## REQUIRED ACTIONS
- a) Answer these questions from the Charles Van Horne biography:
(i) In which riding did Van Horne win the 1955 by-election?
(ii) When did the bridge between Campbellton and Pointe-à-la-Croix open?
(iii) What cabinet post did he hold between 1970 and 1972?
- b) Reproduce the passage of the Charles Van Horne biography from "Joseph Charles Van" up to and including "named for him.", swapping "hotel owner" for "innkeeper".
- c) Based on the Charles Van Horne biography, are these statements correct? Answer yes or no for each, quoting the deciding words.
(i) Van Horne won the leadership at the 1969 party leadership convention.
(ii) The bridge between Campbellton and Pointe-à-la-Croix is named for Van Horne.
(iii) Van Horne received a two-year suspended sentence.

## TEXT SEGMENT
....

- Van Horne in 1966

Leader of the Progressive Conservative Party of New Brunswick
- In office 1966–1967
- Preceded by: Cyril Sherwood
- Succeeded by: Richard Hatfield

Member of Parliament for Restigouche—Madawaska
- In office 1955–1961
- Preceded by: Joseph Gaspard Boucher
- Succeeded by: Edgar Fournier

Personal details
- Born: January 3, 1921
- Died: August 27, 2003 (aged 82)

= Charles Van Horne =

Canadian politician

Joseph Charles Van Horne (January 3, 1921 - August 27, 2003) was a politician in New Brunswick, Canada, and the leader of the Progressive Conservative Party of New Brunswick between 1966 and 1967.

A lawyer and hotel owner in the Campbellton area, Van Horne ran for the federal Progressive Conservatives in the riding of Restigouche-Madawaska in a 1955 by-election following the death of Liberal Member of Parliament Joseph Gaspard Boucher. Van Horne won the election, breaking a 22-year Liberal hold on the riding.

While in Parliament, Van Horne successfully lobbied the federal and provincial governments to build a bridge between Campbellton and Pointe-à-la-Croix, Québec. The bridge opened in October 1961 and is currently named for him.

In 1966, after the resignation of Cyril Sherwood, Van Horne successfully ran for leader of the provincial Progressive Conservative Party. In the 1967 provincial election, Liberal Premier Louis Robichaud was re-elected, and Van Horne resigned as Conservative leader. He attempted to regain the leadership at the 1969 party leadership convention but lost to Richard Hatfield.

Van Horne remained in the Legislative Assembly and served as Minister of Tourism in the Cabinet of Richard Hatfield between 1970 and 1972 when he was fired from cabinet for going over budget. In 1975, he left politics entirely after pleading guilty to accepting a bribe over the purchase of park lands and receiving a two-year suspended sentence.

....

[Point labeling dataset excerpts]
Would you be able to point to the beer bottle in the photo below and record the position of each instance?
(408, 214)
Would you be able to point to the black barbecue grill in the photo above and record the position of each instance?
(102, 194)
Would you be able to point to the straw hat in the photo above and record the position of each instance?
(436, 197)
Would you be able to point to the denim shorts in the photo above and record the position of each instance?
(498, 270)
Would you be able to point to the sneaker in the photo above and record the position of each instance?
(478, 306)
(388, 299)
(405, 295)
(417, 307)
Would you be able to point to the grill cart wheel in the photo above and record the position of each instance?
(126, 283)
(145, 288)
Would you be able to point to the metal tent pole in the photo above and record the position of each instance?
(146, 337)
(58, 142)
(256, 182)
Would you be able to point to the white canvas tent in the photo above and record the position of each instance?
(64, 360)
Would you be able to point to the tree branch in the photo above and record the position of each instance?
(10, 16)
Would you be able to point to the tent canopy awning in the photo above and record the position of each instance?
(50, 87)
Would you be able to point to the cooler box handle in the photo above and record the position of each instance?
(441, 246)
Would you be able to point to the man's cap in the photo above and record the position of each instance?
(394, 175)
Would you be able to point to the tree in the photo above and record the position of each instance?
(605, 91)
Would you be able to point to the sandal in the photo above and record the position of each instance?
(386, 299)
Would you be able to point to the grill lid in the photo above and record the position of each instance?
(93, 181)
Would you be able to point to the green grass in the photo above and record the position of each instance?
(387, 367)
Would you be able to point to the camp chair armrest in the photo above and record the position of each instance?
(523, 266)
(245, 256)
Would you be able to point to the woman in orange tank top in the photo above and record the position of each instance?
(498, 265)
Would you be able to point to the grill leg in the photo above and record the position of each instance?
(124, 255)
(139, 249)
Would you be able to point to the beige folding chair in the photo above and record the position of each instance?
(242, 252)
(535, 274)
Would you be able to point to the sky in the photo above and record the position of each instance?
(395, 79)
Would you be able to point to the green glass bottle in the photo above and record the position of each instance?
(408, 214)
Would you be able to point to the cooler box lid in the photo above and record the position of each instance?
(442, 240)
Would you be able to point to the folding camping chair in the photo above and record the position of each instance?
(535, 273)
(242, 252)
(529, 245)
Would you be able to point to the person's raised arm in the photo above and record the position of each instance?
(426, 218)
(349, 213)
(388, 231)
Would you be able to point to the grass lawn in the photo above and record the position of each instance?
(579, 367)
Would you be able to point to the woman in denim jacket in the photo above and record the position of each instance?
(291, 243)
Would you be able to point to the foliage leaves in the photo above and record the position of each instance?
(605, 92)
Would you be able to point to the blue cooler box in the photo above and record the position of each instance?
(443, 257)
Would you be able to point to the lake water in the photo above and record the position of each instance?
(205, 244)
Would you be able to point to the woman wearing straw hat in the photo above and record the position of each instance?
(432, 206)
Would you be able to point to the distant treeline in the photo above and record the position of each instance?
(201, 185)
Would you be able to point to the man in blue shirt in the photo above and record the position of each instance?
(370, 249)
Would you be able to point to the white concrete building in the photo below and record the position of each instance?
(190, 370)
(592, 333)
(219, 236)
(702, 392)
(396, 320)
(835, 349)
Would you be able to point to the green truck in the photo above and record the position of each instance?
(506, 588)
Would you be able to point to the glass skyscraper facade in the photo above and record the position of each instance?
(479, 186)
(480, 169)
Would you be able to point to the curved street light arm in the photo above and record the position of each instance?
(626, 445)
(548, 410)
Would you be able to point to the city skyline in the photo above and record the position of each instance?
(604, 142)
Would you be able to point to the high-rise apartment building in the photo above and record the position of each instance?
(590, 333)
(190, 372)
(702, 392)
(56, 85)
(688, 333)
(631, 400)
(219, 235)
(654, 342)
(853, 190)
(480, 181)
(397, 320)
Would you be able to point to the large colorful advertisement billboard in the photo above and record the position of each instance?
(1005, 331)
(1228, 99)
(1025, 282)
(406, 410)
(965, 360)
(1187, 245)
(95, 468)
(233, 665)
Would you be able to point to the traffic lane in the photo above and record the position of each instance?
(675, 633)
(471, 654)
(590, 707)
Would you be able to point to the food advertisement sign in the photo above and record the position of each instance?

....

## FINAL ANSWERS
- a)
(i) Restigouche-Madawaska
(ii) October 1961
(iii) Minister of Tourism

- b)
Joseph Charles Van Horne (January 3, 1921 - August 27, 2003) was a politician in New Brunswick, Canada, and the leader of the Progressive Conservative Party of New Brunswick between 1966 and 1967.

A lawyer and innkeeper in the Campbellton area, Van Horne ran for the federal Progressive Conservatives in the riding of Restigouche-Madawaska in a 1955 by-election following the death of Liberal Member of Parliament Joseph Gaspard Boucher. Van Horne won the election, breaking a 22-year Liberal hold on the riding.

While in Parliament, Van Horne successfully lobbied the federal and provincial governments to build a bridge between Campbellton and Pointe-à-la-Croix, Québec. The bridge opened in October 1961 and is currently named for him.

- c)
(i) No: "He attempted to regain the leadership at the 1969 party leadership convention but lost to Richard Hatfield."
(ii) Yes: "The bridge opened in October 1961 and is currently named for him."
(iii) Yes: "receiving a two-year suspended sentence"